Copy the records below verbatim, from the line containing "around the side" through the end of the records.

== Task input

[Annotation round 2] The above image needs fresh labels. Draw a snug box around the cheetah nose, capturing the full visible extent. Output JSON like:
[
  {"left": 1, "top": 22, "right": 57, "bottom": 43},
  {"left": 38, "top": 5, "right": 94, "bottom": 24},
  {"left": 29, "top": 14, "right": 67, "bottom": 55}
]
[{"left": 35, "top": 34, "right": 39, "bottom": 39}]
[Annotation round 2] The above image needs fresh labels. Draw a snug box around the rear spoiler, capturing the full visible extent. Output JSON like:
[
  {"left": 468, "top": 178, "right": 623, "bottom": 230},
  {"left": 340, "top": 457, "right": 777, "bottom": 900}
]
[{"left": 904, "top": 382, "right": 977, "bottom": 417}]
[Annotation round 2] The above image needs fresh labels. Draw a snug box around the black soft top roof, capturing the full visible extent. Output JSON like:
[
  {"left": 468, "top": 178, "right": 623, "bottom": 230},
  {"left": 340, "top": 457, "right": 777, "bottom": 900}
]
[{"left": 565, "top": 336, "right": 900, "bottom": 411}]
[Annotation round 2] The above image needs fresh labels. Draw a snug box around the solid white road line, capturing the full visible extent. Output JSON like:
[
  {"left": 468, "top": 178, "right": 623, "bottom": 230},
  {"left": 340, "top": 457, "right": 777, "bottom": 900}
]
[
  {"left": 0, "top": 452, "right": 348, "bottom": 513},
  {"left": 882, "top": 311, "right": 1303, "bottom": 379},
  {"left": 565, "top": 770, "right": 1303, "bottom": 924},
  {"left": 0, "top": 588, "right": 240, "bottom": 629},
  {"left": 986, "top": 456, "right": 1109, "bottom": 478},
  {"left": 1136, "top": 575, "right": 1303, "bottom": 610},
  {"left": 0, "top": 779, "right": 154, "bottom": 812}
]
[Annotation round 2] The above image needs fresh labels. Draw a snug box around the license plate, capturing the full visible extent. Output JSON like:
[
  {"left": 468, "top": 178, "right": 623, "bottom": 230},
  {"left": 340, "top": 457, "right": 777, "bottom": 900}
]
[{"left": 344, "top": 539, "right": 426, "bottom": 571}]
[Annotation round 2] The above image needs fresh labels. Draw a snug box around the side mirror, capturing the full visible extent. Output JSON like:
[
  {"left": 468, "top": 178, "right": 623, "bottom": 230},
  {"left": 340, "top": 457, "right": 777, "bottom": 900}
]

====

Written response:
[Annotation round 2] The above image needs fresh labels. Draw a snug box around the side mirror, capturing the full visible extent. Output JSON like:
[
  {"left": 468, "top": 178, "right": 623, "bottom": 230},
  {"left": 340, "top": 457, "right": 777, "bottom": 900}
]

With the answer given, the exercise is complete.